> **WHAT YOU ARE ASKED TO DO**
Retype all of the data. Every line must match exactly.

> **MATERIAL FOR THE TASK**

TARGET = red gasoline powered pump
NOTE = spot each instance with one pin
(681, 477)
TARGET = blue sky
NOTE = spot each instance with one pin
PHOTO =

> **RESPONSE AREA**
TARGET = red gasoline powered pump
NOTE = spot each instance with one pin
(681, 477)
TARGET = blue sky
NOTE = spot each instance with one pin
PHOTO =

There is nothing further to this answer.